# EXCERPT

** begin **

Jane McKernan is a Sydney-based writer and member of The Fondue Set.

 Elena Gianotti in Episodes of Flight, 2008 by Rosemary Butcher and Cathy Lane Elena Gianotti in Episodes of Flight, 2008 by Rosemary Butcher and Cathy Lane
courtesy the artists
LATE LAST YEAR, CRITICAL PATH HOSTED TWO WORKSHOPS BY CHOREOGRAPHERS WHO MAKE VERY DIFFERENT WORK, BUT WHO ARE LINKED THROUGH A COMMON EXPERIENCE OF EPIPHANY WHEN MEETING THE WORK OF JUDSON CHURCH CHOREOGRAPHER, YVONNE RAINER.

French choreographer Xavier Le Roy, in his piece, Product of Circumstance, cites performing in a company which recreated Rainer’s works as a major shift in his understanding as a dance maker (and was introduced to audiences in Sydney by Amanda Card with a lecture that began with Rainer’s famous No Manifesto). UK choreographer Rosemary Butcher, who uncannily describes her meeting with Rainer as not so much luck but circumstance, is upfront about how her time in New York in the late 60s and early 70s profoundly changed the work she made on her return to the UK.

Butcher was in Sydney with her collaborative partner, composer Cathy Lane, to lead a month-long research project through Critical Path and Campbelltown Arts Centre (CAC) called the Composers and Choreographers Lab, in which I participated and the results of which were screened as part of CAC’s What I Think About When I Think About Dancing exhibition. Despite having made work over the last 30 years and being one of the leading proponents of new dance in the UK, Butcher’s choreography is not well known in Australia. This is possibly because she has constantly challenged conventional forms of dance, which makes her work appear somewhat difficult (a recent review in London admits that her audience is small but dedicated), and because she has only been touring outside of the UK since 2000, after making her first piece in collaboration with Cathy Lane, Scan.

The effect of working with Rainer in New York for Butcher was the total shift in understanding as to what sort of movement could constitute dance, and the performance of this dance outside of the conventions of the theatre. Butcher says, “I do not know, in my background, why I should have been so suddenly so disconnected with the formal and the theatrical, but I responded to another way of thinking, and I think, felt as if I could create with that in mind in a much freer way than if I’d stayed within a wider construct.” The first work Butcher made in the UK after this period was performed at The Serpentine Gallery at a time when, she says, “everybody seemed to be working for free and there was sort of an idea that things just happened at that time and then they disappeared. They weren’t recorded very well. There was no sense of continuity but there were a lot of people putting things on.”

** end **

# LISTING
** begin **

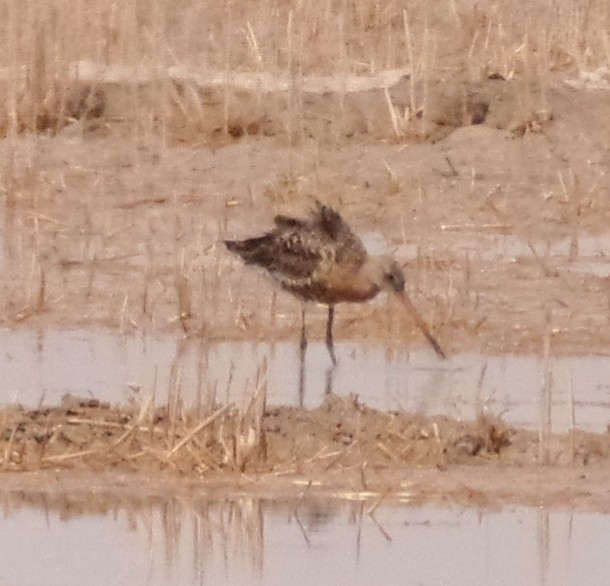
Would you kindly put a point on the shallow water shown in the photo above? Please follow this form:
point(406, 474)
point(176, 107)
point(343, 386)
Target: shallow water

** end **

# WORK INSTRUCTIONS
#1 Check three statements against the article on Rosemary Butcher and mark each yes or no, quoting the words from the article that settle it: (a) Butcher has been touring outside the UK since 2000; (b) Butcher's choreography is well known in Australia; (c) Xavier Le Roy is a UK choreographer.
#2 Carry on with the article on Rosemary Butcher, picking up right after its final sentence.
The items play no part in what comes next.

# ANSWER LIST
#1
(a) Yes: "she has only been touring outside of the UK since 2000"
(b) No: "Butcher’s choreography is not well known in Australia"
(c) No: "French choreographer Xavier Le Roy"

#2
This initiated her long interest in researching “how to transfer the ideology and methods of making visual art into the dance world and into the choreographic world”, which has led her work to a focus not only on the visual but also on notions of space and duration.
“[F]or a long time the formal time-based way you come to a show and you’re presented with something and you clap and you go away [has] always slightly worried me, though I’m a performer at heart and a director and love the theatre…[But] I’m less interested in it and would like the work to be far more along the traditions of how visual art is viewed, where you spend as long or as little time as you want within your experience, but it’s entirely up to you as to how, when, where etc that you experience it. You’re not brought in and curtailed and asked to see something at a particular time.”

Butcher’s movement palette consists of a dancerly version of pedestrian or everyday movement, but requires a precise and detailed virtuosity from her performers through her choreographic treatment of this material, which is expanded and amplified through repetitions and changes of speed. “There is a consideration of duration. There’s a consideration of how a particular framework will allow something to be seen very particularly or, if you increase the number of times that you see it, the volume of the experience is bigger. Instead of changing and developing an idea, to me it’s very interesting if it recurs. The scale is bigger though in fact the movement is still the same.”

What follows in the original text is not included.